A South Carolina man who opened a door to Jan. 6 Capitol rioters and has since renounced former President Donald Trump’s false allegations of a stolen 2020 election was sentenced Monday to three years in federal prison.
George Tenney III, 36, of Anderson County was sentenced by U.S. Judge Thomas Hogan, who said he could not ignore “the facts of this riot.” Tenney’s sentence was one of the stiffest handed down to date of any of the 19 people from South Carolina charged in the U.S. Capitol riots.
Evidence from the Jan. 6 Capitol riot, captured on surveillance tapes, showed that Tenney had not only grappled briefly with officers several times but pushed open a door that allowed nearly 50 other rioters to enter the Capitol in the initial stages of the riot.
Once in the building, some of those 50 rioters went on to fight with police, federal prosecutor Alexis Loeb told the judge. She had urged the judge to give Tenney four years in prison.
Toward the end of the 80-minute hearing, held in a courtroom in Washington, Tenney wept as he told the judge that he had been caught up in various postings on social media that enveloped him in “fear and anger” and made him think his children were in danger.

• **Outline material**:
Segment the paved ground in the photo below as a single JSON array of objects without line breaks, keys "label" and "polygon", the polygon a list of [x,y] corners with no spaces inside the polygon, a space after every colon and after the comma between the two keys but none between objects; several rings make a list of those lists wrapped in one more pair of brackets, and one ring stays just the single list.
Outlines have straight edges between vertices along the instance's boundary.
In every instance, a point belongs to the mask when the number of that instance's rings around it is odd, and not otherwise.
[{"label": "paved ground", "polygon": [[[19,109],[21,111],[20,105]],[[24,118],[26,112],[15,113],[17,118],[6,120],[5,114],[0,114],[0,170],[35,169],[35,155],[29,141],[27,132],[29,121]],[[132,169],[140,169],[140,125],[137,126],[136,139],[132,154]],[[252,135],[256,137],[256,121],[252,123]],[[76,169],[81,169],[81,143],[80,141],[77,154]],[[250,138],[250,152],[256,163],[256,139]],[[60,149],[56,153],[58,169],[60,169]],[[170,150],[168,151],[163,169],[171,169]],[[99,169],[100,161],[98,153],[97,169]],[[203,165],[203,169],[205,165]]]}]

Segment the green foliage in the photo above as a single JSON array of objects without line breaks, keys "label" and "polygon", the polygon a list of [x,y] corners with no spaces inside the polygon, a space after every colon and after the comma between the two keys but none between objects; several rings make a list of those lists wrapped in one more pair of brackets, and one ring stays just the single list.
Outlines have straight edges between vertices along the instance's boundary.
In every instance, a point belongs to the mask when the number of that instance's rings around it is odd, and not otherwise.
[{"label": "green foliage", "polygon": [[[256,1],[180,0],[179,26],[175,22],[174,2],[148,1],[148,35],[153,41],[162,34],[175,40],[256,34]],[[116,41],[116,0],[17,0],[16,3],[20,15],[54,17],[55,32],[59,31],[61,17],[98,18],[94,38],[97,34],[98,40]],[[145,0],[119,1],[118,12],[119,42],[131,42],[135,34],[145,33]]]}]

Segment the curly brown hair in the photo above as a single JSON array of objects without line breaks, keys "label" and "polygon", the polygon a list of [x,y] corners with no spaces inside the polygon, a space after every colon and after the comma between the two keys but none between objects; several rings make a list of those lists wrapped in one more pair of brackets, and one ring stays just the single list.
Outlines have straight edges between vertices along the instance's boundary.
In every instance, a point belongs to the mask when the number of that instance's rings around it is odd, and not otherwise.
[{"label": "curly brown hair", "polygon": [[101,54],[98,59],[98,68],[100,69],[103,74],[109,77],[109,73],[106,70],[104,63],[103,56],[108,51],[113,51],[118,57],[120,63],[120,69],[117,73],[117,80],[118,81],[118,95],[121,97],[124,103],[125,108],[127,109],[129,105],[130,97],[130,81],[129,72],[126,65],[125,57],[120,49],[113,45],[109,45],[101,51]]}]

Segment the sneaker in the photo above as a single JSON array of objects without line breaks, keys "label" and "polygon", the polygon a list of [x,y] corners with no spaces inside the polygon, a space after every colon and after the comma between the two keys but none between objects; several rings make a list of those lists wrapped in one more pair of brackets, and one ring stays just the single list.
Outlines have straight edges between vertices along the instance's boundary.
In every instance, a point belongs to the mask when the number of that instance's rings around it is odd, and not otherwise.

• **SHORT PROBLEM**:
Continue the news article about the sentencing of the South Carolina man from the end of its last paragraph.

• **RESULT**:
In a letter Tenney wrote to the judge, he went further, saying the former president had spread lies about a stolen election that caused him to do what he did. The letter was made public last week and made national headlines.
As a consequence of following such falsehoods, Tenney told the judge he has lost his job, his career as a high-end cook and was forced to cash out his person and his 401(k) retirement fund.
The judge said he was giving Tenney less than the four years asked by prosecutors because he wanted to avoid an unfair disparity with the probation sentence given to a friend of Tenney’s who had accompanied him that day. That man, who received probation, not only avoided violent actions but appeared to try to stop Tenney from fighting with police, the judge noted. The judge also said he was mindful of Tenney’s remorse.
Hogan called the Jan. 6 riots a “blight on our country that will never go away.”
More than 100 police officers were injured in the riot. One officer suffered a heart attack and four others were so traumatized they died by suicide within several weeks of the riot, the judge noted.
“They (police) were under attack for hours,” the judge said, nothing congressional staffers were “cowering in the offices” while rioters chanted “hang (Vice President) Mike Pence.”
The judge also noted that Tenney’s realization that he had been misled by politicians and social media only came after the FBI tracked him down and indicated he might be prosecuted.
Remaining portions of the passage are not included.